Consigne 1
Citez les histoires de pertes et de retrouvailles que le passage proposé situe dans le chapitre 15 de l'Évangile de Luc.

Passage proposé
---*---

Lectures Bibliques: Le fils
prodigue
Ce soir j’aimerais vous proposer une méditation autour
de la parabole du fils perdu et retrouvé, que nous connaissons
comme le fils prodigue. Dans l’Evangile de Luc, chapitre
15, nous lisons trois histoires de pertes et de retrouvailles.
D’abord la brebis égarée, ensuite la femme
qui a perdu une pièce de monnaie en argent et qui la cherche
jusqu’à ce qu’elle la retrouve et, finalement,
l’enfant qui quitte la maison.
Dans les versets 11-32 nous lisons
« Un homme avait deux fils. 12 Le
plus jeune dit à son père : 'Père, donne-moi
la part d'héritage qui me revient.' Et le père
fit le partage de ses biens. 13 Peu de jours après,
le fils cadet rassembla tout ce qu'il avait, et partit pour un
pays lointain où il gaspilla sa fortune en menant une
vie de désordre. 14 Quand il eut tout dépensé,
une grande famine survint dans cette région, et il commença à se
trouver dans la misère. 15 Il alla s'embaucher
chez un homme du pays qui l'envoya dans ses champs garder les
porcs. 16 Il aurait bien voulu se remplir le ventre
avec les gousses que mangeaient les porcs, mais personne ne lui
donnait rien. 17 Alors il réfléchit :
'Tant d'ouvriers chez mon père ont du pain en abondance,
et moi, ici, je meurs de faim ! 18 Je vais
retourner chez mon père, et je lui dirai
: Père, j'ai péché contre le ciel et contre
toi. 19 Je ne mérite plus d'être appelé ton
fils. Prends-moi comme l'un de tes ouvriers.'
20 Il partit donc pour aller
chez son père. Lorsqu’il était encore loin, son
père l'aperçut et fut saisi de pitié ; il
courut se jeter à son cou et le couvrit de baisers. 21 Le
fils lui dit : 'Père, j'ai péché contre le
ciel et contre toi. Je ne mérite plus d'être appelé ton
fils...' 22 Mais le père dit à ses domestiques
: 'Vite, apportez le plus beau vêtement pour l'habiller.

---*---

Consigne 2
Dans les lignes ci-dessous, recopiez tout ce qui va de la ligne contenant « Shelf audit: locate every instance of the ambulance rear » jusqu'à la dernière ligne, en substituant « back window » à « rear window ». Ne changez rien d'autre.

---*---

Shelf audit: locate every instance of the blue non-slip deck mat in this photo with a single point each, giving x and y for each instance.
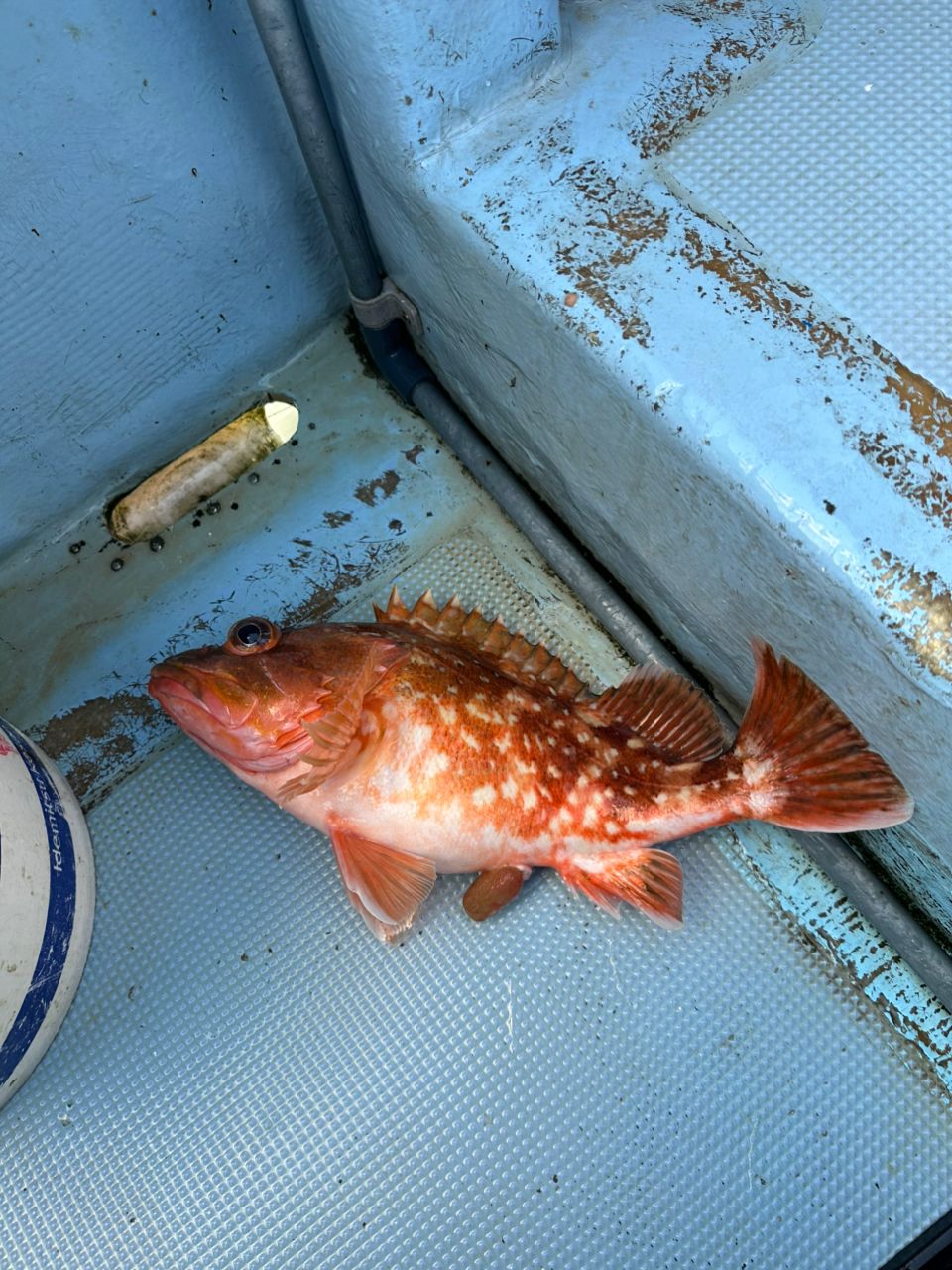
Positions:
(248, 1078)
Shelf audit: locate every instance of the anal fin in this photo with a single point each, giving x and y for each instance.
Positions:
(665, 710)
(645, 878)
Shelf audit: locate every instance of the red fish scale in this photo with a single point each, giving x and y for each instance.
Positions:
(524, 762)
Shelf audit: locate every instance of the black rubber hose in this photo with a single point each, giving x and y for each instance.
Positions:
(405, 370)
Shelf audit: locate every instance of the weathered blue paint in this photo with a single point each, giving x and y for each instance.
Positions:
(744, 461)
(162, 239)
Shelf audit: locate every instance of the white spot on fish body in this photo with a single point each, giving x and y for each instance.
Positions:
(435, 763)
(419, 737)
(757, 772)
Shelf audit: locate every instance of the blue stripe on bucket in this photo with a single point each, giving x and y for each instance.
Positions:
(60, 913)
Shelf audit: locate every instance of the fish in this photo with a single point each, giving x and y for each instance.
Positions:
(434, 740)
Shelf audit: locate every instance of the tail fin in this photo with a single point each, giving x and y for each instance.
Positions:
(806, 766)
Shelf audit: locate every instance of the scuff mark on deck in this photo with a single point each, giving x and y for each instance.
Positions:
(385, 484)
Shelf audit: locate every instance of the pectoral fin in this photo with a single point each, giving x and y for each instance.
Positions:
(385, 885)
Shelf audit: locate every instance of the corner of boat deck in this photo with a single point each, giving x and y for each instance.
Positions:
(683, 264)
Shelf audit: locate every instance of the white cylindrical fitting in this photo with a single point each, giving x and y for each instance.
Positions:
(177, 489)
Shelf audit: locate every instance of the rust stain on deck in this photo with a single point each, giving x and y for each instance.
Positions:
(929, 412)
(96, 742)
(923, 604)
(622, 223)
(688, 98)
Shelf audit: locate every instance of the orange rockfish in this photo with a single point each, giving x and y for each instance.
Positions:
(434, 740)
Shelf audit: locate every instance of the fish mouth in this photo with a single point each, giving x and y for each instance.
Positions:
(182, 690)
(214, 710)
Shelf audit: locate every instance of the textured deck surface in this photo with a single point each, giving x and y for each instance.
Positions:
(837, 169)
(249, 1079)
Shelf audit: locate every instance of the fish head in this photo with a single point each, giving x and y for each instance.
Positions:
(249, 701)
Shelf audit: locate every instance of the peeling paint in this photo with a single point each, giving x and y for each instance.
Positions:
(929, 411)
(924, 602)
(622, 225)
(688, 98)
(100, 740)
(825, 921)
(784, 303)
(334, 520)
(791, 307)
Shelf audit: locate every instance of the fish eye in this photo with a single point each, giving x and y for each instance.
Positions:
(252, 635)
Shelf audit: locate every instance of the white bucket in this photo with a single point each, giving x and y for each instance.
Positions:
(48, 896)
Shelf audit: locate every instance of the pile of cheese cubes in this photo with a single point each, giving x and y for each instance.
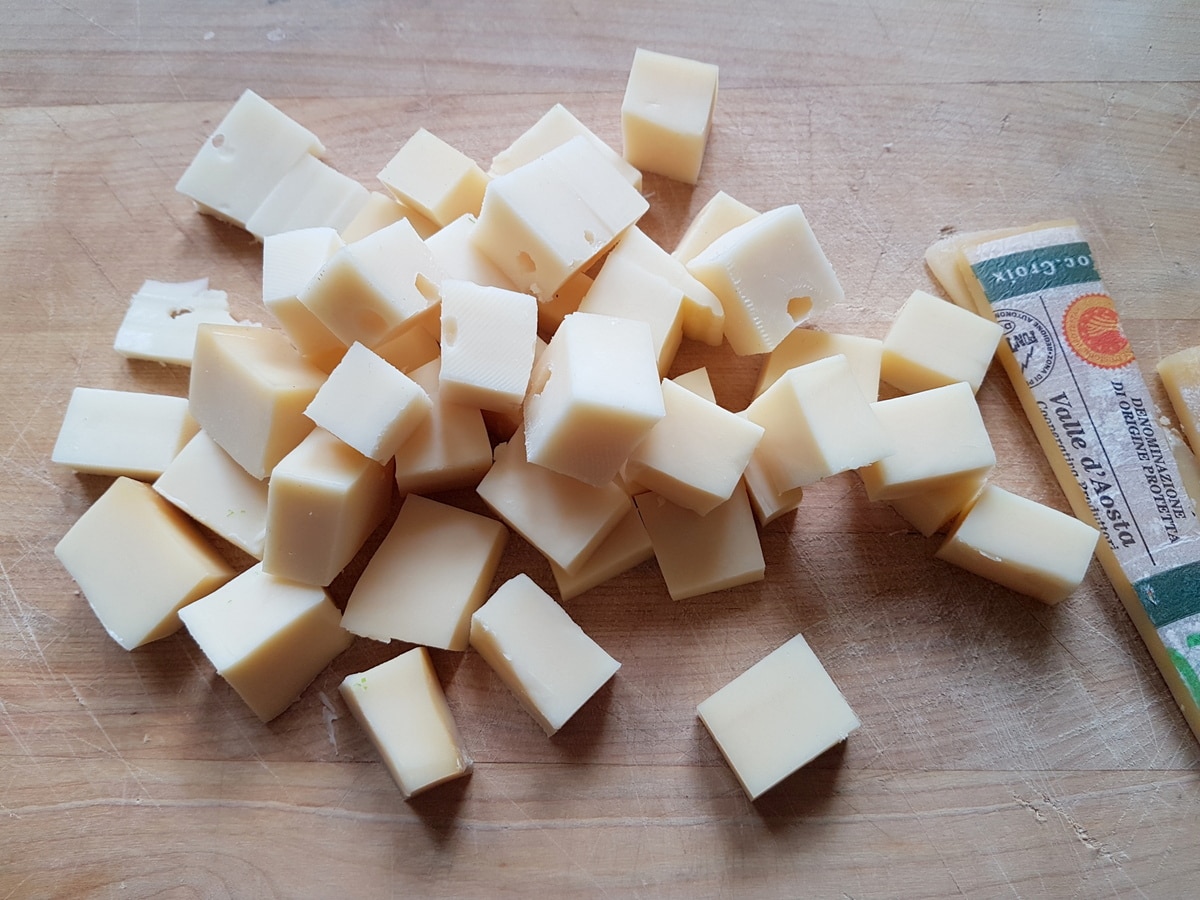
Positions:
(520, 305)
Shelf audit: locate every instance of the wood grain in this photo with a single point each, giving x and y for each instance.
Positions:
(1007, 748)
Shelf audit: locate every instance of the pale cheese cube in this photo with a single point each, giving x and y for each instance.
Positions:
(138, 559)
(817, 423)
(436, 179)
(937, 436)
(594, 395)
(249, 391)
(323, 502)
(666, 113)
(778, 715)
(771, 275)
(107, 432)
(699, 555)
(427, 577)
(535, 648)
(205, 483)
(401, 706)
(370, 405)
(1021, 544)
(268, 637)
(933, 342)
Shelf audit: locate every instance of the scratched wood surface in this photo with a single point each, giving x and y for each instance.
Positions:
(1007, 748)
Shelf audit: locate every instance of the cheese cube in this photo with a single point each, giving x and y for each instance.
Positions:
(594, 395)
(550, 219)
(564, 519)
(817, 423)
(427, 577)
(535, 648)
(937, 435)
(268, 637)
(696, 454)
(370, 405)
(699, 555)
(666, 113)
(487, 345)
(933, 342)
(1020, 544)
(771, 275)
(323, 502)
(249, 391)
(108, 432)
(401, 706)
(138, 561)
(243, 161)
(208, 485)
(778, 715)
(161, 322)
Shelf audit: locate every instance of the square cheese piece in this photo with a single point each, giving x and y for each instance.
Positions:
(129, 433)
(1021, 544)
(594, 395)
(816, 424)
(427, 577)
(370, 405)
(778, 715)
(937, 436)
(933, 342)
(138, 559)
(666, 113)
(771, 275)
(552, 217)
(401, 706)
(699, 555)
(535, 648)
(323, 502)
(249, 391)
(268, 637)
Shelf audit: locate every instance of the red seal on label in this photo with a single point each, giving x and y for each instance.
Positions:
(1092, 330)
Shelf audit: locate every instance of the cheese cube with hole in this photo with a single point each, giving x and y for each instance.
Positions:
(372, 289)
(431, 573)
(401, 706)
(107, 432)
(696, 454)
(555, 129)
(593, 396)
(771, 275)
(209, 486)
(268, 637)
(1021, 544)
(550, 219)
(161, 322)
(138, 559)
(535, 648)
(807, 345)
(370, 405)
(699, 555)
(249, 391)
(291, 259)
(245, 157)
(933, 342)
(778, 715)
(323, 502)
(666, 113)
(436, 179)
(937, 435)
(564, 519)
(487, 345)
(816, 424)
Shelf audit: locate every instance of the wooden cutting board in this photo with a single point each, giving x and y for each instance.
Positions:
(1007, 748)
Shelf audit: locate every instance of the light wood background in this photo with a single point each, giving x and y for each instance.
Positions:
(1007, 749)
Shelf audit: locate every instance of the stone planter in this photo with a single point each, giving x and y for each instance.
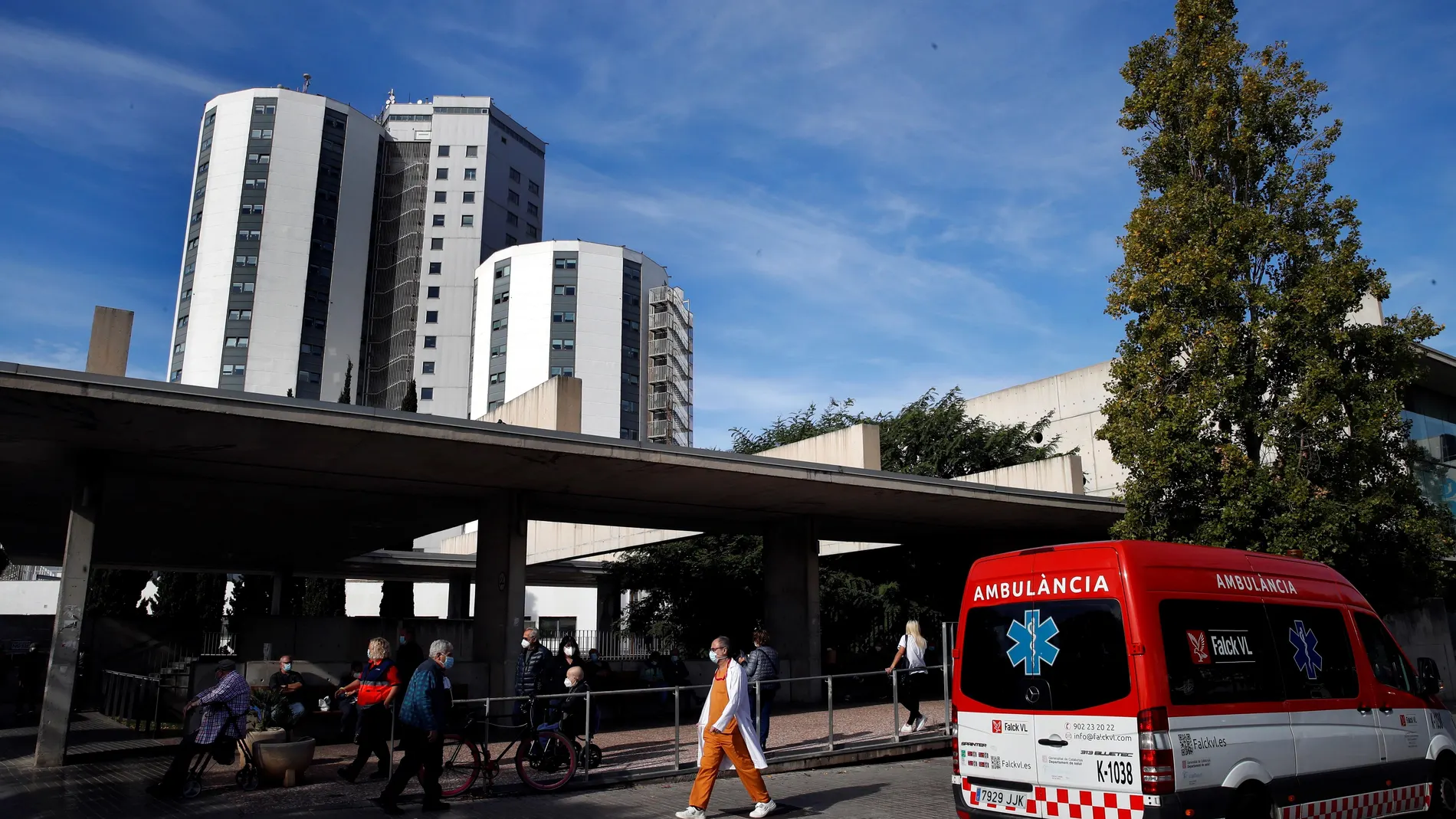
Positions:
(284, 761)
(255, 738)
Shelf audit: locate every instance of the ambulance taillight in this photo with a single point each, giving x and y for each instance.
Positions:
(1155, 749)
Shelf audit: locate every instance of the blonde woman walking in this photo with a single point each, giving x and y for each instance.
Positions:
(912, 647)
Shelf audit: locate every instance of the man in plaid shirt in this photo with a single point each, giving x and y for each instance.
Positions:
(221, 720)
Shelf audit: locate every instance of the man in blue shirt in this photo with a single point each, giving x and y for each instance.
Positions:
(422, 731)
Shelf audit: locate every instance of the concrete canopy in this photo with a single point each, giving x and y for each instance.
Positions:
(218, 480)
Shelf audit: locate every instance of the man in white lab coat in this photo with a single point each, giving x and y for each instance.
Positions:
(727, 735)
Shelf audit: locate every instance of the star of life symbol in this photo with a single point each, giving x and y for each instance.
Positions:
(1033, 642)
(1305, 655)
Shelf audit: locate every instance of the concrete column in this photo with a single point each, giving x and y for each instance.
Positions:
(500, 591)
(609, 603)
(60, 681)
(791, 610)
(457, 604)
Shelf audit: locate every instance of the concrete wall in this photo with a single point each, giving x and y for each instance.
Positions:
(553, 405)
(1075, 401)
(1062, 473)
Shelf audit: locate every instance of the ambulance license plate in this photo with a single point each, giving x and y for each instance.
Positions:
(1011, 799)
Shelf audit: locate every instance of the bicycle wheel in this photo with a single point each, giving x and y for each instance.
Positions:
(462, 765)
(546, 762)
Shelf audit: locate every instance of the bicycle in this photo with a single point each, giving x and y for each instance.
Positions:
(545, 760)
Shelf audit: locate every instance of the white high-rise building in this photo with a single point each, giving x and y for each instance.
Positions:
(320, 238)
(602, 313)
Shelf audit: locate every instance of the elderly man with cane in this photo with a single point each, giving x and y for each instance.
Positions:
(726, 733)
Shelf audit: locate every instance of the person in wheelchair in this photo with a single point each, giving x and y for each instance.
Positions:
(225, 707)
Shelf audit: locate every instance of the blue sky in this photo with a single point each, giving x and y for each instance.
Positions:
(862, 200)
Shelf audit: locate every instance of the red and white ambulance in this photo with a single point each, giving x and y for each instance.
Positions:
(1139, 680)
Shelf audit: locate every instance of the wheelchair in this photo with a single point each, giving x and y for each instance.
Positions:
(225, 752)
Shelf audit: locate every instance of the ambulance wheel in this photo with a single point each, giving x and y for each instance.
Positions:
(1443, 789)
(1252, 802)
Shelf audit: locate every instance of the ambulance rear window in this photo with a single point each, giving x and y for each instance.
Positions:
(1046, 657)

---*---

Résultat 1
- La brebis égarée
- La femme qui a perdu une pièce de monnaie en argent et qui la cherche jusqu'à ce qu'elle la retrouve
- L'enfant qui quitte la maison

Résultat 2
Shelf audit: locate every instance of the ambulance back window in this photo with a single point each, giving x and y for each instance.
Positions:
(1046, 657)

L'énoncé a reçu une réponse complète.